Records from a data collection
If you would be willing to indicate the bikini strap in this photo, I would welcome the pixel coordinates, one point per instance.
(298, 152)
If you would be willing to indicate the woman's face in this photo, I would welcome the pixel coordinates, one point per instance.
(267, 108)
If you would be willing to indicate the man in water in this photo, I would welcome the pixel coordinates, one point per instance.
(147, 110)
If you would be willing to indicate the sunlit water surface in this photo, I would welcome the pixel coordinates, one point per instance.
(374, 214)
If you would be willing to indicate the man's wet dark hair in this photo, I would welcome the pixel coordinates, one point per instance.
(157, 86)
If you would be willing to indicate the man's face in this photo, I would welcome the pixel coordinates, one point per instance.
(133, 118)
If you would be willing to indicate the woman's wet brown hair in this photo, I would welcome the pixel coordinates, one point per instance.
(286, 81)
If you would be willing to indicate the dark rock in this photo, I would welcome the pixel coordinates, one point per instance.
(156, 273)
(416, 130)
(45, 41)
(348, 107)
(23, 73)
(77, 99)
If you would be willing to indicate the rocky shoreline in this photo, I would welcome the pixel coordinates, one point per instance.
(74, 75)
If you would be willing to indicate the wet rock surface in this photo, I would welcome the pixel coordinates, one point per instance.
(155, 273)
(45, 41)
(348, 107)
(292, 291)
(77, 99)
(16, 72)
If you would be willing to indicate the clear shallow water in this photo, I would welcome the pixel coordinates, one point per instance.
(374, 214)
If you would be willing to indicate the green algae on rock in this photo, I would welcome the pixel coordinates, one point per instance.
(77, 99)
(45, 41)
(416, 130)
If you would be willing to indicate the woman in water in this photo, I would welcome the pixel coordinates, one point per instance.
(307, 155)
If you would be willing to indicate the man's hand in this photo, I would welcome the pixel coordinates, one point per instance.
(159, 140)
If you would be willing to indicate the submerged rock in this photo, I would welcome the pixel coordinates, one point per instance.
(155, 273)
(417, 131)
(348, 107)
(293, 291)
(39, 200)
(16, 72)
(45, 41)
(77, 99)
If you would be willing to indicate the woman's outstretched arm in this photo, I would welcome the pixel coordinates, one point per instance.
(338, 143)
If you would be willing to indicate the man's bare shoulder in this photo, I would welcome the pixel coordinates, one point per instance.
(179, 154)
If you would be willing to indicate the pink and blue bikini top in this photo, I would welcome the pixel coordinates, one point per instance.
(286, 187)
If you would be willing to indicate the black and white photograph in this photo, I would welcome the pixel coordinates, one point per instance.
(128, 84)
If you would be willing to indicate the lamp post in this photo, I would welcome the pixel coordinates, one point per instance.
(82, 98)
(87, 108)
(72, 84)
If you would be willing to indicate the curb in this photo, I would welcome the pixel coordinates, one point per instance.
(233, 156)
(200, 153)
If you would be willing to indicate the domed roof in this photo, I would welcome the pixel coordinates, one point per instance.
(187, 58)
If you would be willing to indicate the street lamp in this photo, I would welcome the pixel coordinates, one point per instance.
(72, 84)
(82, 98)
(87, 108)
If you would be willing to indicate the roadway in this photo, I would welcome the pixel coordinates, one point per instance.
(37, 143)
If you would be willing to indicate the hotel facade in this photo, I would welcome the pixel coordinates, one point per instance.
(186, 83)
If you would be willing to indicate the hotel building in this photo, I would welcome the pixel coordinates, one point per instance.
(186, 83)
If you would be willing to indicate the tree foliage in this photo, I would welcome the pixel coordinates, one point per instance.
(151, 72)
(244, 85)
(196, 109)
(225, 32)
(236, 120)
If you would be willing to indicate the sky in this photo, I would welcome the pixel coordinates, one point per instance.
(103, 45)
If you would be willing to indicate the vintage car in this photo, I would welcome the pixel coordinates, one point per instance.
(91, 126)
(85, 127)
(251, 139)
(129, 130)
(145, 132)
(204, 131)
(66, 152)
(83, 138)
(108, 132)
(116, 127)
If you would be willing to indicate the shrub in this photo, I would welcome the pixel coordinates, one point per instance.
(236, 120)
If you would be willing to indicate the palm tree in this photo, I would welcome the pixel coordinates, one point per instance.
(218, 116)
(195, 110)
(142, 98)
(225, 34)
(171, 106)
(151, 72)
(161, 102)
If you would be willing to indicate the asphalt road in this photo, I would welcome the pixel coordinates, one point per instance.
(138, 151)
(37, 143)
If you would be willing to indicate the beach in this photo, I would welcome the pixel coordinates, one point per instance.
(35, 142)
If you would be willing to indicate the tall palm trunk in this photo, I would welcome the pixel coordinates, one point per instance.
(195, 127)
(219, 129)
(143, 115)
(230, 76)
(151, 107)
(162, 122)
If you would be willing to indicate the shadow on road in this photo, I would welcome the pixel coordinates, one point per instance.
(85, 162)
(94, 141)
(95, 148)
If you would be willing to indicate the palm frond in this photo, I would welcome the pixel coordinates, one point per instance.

Assigned task - I'd like every record written out exactly as given.

Solution to the problem -
If you would be willing to indicate the bikini strap in this photo, I would welcome the pixel coordinates, one point per instance.
(298, 152)
If you would be willing to indicate the woman's face in this photo, I would welcome the pixel coordinates, one point per instance.
(267, 108)
If you would be willing to indicate the man in water in this photo, I would welcome the pixel coordinates, one point per instance.
(147, 110)
If you would be willing to indicate the sunlit water surface in this photo, I would welcome the pixel coordinates, one point per instance.
(374, 214)
If you would be willing to indicate the man's wet dark hair in this photo, I would welcome the pixel coordinates, one point per instance.
(157, 86)
If you would be willing to indicate the man's face in this photo, I would welcome the pixel coordinates, one point per instance.
(133, 118)
If you would be willing to indicate the woman's wet brown hair in this photo, I would welcome the pixel coordinates, one point per instance.
(286, 81)
If you would be willing to indicate the dark rock in this photo, I would welcome the pixel coordinates, one point per instance.
(156, 273)
(416, 130)
(45, 41)
(348, 107)
(23, 73)
(77, 99)
If you would be willing to indicate the rocky shoreline in this photo, I would welcome the pixel coordinates, one point per instance.
(74, 75)
If you would be willing to indicate the wet rock surface in this photo, I would welcome the pixel coordinates, one point per instance.
(155, 273)
(45, 41)
(348, 107)
(292, 291)
(77, 99)
(16, 72)
If you would be willing to indicate the clear shallow water in this photo, I would welcome the pixel coordinates, one point per instance.
(374, 214)
If you would be willing to indicate the green algae on rock in this photo, I would welcome the pixel coordinates, one point per instance.
(77, 99)
(45, 41)
(416, 130)
If you would be willing to indicate the woman in water in this photo, I would welcome the pixel coordinates, one point per instance.
(307, 155)
If you would be willing to indicate the man's hand in this photo, I would welcome the pixel coordinates, one point per instance.
(159, 140)
If you would be willing to indicate the submerged rock in this photo, I would welcome the pixel coordinates, one point per instance.
(155, 273)
(417, 131)
(348, 107)
(293, 291)
(39, 200)
(16, 72)
(45, 41)
(77, 99)
If you would be willing to indicate the woman's outstretched arm in this photo, I would welcome the pixel coordinates, one point per instance.
(338, 143)
If you would be willing to indicate the man's bare shoulder in this photo, I would welcome the pixel coordinates, one point per instance.
(179, 154)
If you would be willing to indicate the pink and blue bikini top in this photo, I would welcome the pixel coordinates, one point per instance.
(286, 187)
If you would be willing to indicate the black and white photograph in this photo, I would welcome the pixel coordinates, one point per instance.
(128, 84)
If you would be willing to indicate the lamp post in this photo, I would welcome the pixel coordinates, one point per instance.
(82, 98)
(87, 108)
(72, 84)
If you would be willing to indicate the curb in this photo, I would welcome the pixel coordinates, one point per instance.
(233, 156)
(200, 153)
If you would be willing to indicate the domed roof in this photo, I would welcome the pixel coordinates, one point per instance.
(187, 58)
If you would be willing to indicate the street lamp in this photo, I would welcome the pixel coordinates, one point per instance.
(72, 84)
(82, 98)
(87, 108)
If you would be willing to indicate the roadway in this photo, I would welcome the pixel coordinates, one point per instance.
(37, 143)
If you would be willing to indicate the hotel facade in this photo, I would welcome the pixel coordinates, one point per instance.
(186, 83)
If you would be willing to indicate the hotel building in this photo, I would welcome the pixel coordinates, one point per instance.
(186, 83)
If you would be willing to indicate the tree foliage in this photo, I would welcome the pixel coordinates, one point per instance.
(151, 72)
(244, 85)
(196, 109)
(225, 32)
(236, 120)
If you would be willing to indicate the sky in this photo, I would welcome the pixel coordinates, one point per instance.
(103, 45)
If you would be willing to indicate the vintage car in this photo, I would welcome the pixel coordinates, one point per instance.
(91, 126)
(85, 127)
(251, 139)
(129, 130)
(145, 132)
(204, 131)
(66, 152)
(83, 138)
(108, 132)
(116, 127)
If you would be willing to indicate the shrub in this photo, I would welcome the pixel coordinates, one point per instance.
(236, 120)
If you would be willing to indicate the palm tree in this photo, I would welcome the pixel coordinates, one point per instance.
(218, 116)
(195, 110)
(142, 98)
(225, 34)
(171, 106)
(151, 72)
(161, 102)
If you would be willing to indicate the asphalt road in this photo, I would welcome the pixel coordinates, one point per instance.
(138, 151)
(37, 143)
If you would be willing to indicate the beach in this photo, I would welcome the pixel coordinates, one point per instance.
(35, 142)
If you would be willing to indicate the tall palm trunk in this photo, I would welcome the pixel coordinates, one point per instance.
(195, 127)
(219, 129)
(143, 115)
(230, 76)
(151, 107)
(162, 122)
If you would be willing to indicate the shadow on road in this photo, I would welcome the pixel coordinates, one point per instance.
(85, 162)
(94, 141)
(95, 148)
If you would be willing to indicate the palm frond in this photo, I would welcome the pixel coordinates, one point per instance.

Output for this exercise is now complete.